**WRITTEN TASK**. In the data below, repeat the lines from the one containing "such as <point>565,40</point>" to the one containing "<point>31,41</point>", including both of those lines.

[Data items]
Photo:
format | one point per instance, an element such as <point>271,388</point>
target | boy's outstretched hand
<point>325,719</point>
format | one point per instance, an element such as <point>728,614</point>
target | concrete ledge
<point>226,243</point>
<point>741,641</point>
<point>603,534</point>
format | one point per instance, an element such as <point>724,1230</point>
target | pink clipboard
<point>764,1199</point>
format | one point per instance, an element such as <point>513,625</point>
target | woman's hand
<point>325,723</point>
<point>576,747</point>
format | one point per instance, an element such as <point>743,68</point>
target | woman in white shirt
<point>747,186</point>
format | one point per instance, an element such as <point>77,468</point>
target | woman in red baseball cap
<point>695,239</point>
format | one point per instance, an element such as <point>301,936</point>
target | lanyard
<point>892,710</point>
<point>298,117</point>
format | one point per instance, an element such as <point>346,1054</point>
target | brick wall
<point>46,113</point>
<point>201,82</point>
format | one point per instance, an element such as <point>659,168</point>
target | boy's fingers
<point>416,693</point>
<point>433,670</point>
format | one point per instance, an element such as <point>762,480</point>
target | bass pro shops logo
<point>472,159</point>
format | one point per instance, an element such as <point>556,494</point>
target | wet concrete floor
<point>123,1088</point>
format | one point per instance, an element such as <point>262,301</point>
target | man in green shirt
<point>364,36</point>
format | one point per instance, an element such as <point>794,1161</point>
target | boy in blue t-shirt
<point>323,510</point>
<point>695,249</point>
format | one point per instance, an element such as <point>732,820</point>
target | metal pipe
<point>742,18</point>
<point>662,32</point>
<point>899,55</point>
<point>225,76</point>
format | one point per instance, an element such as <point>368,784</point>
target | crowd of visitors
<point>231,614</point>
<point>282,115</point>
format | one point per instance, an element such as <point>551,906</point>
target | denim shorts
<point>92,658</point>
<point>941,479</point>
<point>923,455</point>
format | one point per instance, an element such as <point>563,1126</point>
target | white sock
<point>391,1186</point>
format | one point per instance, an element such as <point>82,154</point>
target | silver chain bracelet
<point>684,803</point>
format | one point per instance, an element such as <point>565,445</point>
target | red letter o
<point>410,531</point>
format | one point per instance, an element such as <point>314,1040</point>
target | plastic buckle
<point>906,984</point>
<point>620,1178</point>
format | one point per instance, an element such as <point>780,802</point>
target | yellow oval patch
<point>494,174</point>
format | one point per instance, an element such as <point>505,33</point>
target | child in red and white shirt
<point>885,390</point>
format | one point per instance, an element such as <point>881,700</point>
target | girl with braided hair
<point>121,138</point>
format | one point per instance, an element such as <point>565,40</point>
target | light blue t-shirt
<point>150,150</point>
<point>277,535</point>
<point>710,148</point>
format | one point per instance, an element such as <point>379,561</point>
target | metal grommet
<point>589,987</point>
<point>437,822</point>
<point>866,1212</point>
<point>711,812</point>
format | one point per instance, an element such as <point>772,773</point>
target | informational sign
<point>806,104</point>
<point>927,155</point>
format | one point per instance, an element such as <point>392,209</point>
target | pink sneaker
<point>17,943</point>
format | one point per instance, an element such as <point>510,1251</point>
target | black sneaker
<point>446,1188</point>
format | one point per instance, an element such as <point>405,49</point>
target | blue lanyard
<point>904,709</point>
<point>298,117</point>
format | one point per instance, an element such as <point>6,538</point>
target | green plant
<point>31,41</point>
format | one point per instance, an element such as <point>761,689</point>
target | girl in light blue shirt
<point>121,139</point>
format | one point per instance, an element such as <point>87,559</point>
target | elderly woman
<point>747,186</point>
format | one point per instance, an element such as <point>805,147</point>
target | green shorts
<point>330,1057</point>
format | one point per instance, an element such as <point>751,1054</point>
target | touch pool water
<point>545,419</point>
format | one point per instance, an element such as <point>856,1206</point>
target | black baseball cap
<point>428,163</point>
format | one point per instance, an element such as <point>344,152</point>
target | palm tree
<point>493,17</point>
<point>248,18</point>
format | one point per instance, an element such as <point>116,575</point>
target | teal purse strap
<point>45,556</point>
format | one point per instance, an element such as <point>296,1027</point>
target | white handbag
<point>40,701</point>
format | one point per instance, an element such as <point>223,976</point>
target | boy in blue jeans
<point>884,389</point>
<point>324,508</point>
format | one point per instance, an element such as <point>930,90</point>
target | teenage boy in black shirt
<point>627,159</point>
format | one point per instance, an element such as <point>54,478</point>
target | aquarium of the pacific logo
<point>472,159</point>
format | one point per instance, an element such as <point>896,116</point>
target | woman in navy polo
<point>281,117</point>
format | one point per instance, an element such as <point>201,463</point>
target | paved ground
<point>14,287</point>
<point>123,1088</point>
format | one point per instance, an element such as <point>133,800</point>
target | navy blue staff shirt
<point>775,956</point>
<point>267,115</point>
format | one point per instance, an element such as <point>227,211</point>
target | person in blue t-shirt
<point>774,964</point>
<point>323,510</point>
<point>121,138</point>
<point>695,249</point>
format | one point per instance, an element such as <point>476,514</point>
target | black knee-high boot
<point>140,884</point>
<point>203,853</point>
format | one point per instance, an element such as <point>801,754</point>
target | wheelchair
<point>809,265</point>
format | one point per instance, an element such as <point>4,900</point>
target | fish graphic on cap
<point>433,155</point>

**RESULT OF THIS TASK**.
format | one point per instance, an element such as <point>565,40</point>
target | light blue t-shirt
<point>150,150</point>
<point>277,535</point>
<point>710,148</point>
format | one point per instance, an element such as <point>379,561</point>
target | metal grommet
<point>589,987</point>
<point>437,822</point>
<point>866,1212</point>
<point>711,812</point>
format | one point per instance, an element such as <point>772,773</point>
target | informational sign
<point>806,104</point>
<point>927,155</point>
format | one point per instance, an element such as <point>392,209</point>
target | pink sneaker
<point>17,943</point>
format | one point per instance, an element such as <point>510,1251</point>
target | black sneaker
<point>446,1188</point>
format | one point per instance, an element such as <point>405,49</point>
target | blue lanyard
<point>904,709</point>
<point>298,117</point>
format | one point per instance, an element such as <point>6,538</point>
target | green plant
<point>31,41</point>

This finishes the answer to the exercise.